** DATA UNDER STUDY follows **

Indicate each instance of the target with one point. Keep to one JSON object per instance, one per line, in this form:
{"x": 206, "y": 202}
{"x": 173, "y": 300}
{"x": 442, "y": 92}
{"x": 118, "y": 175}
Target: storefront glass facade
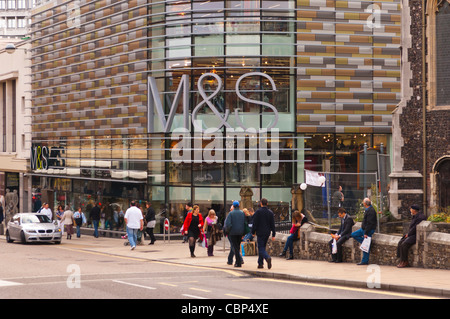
{"x": 97, "y": 135}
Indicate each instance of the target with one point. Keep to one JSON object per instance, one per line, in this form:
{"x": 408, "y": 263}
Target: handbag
{"x": 365, "y": 245}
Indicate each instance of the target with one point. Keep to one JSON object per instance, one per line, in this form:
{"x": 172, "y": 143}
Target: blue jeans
{"x": 232, "y": 253}
{"x": 262, "y": 253}
{"x": 248, "y": 237}
{"x": 95, "y": 222}
{"x": 132, "y": 236}
{"x": 358, "y": 235}
{"x": 290, "y": 243}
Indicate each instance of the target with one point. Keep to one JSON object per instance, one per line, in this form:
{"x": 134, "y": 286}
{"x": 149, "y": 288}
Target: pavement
{"x": 430, "y": 282}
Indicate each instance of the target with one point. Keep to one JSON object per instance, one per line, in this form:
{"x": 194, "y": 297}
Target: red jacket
{"x": 187, "y": 223}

** End of DATA UNDER STUDY **

ABOUT THIS TASK :: Leave the images aside and return the records above exactly as written.

RESPONSE BELOW ::
Indicate each instance of the target with one point. Keep to one JSON object per instance, one per line, in this form:
{"x": 206, "y": 202}
{"x": 173, "y": 300}
{"x": 442, "y": 92}
{"x": 118, "y": 175}
Target: storefront glass facade
{"x": 97, "y": 135}
Indicate each instance of the target with one point. Keep to one JSON object per instance, one per line, in this form:
{"x": 408, "y": 263}
Target: handbag
{"x": 365, "y": 245}
Indicate each instance of the target with one point. Keep to one JSON object per instance, one per line, in this form:
{"x": 172, "y": 143}
Target: blue jeans
{"x": 232, "y": 253}
{"x": 262, "y": 253}
{"x": 248, "y": 237}
{"x": 95, "y": 222}
{"x": 132, "y": 236}
{"x": 358, "y": 235}
{"x": 290, "y": 243}
Indicate each instance of the target with one point. Keep to one JSON object per instance, one per line, in this form:
{"x": 134, "y": 286}
{"x": 149, "y": 288}
Target: pavement
{"x": 430, "y": 282}
Indicate each instance of the target with one point. Keep to one JSON object per instance, one per line, in this form:
{"x": 194, "y": 297}
Target: red jacket
{"x": 187, "y": 223}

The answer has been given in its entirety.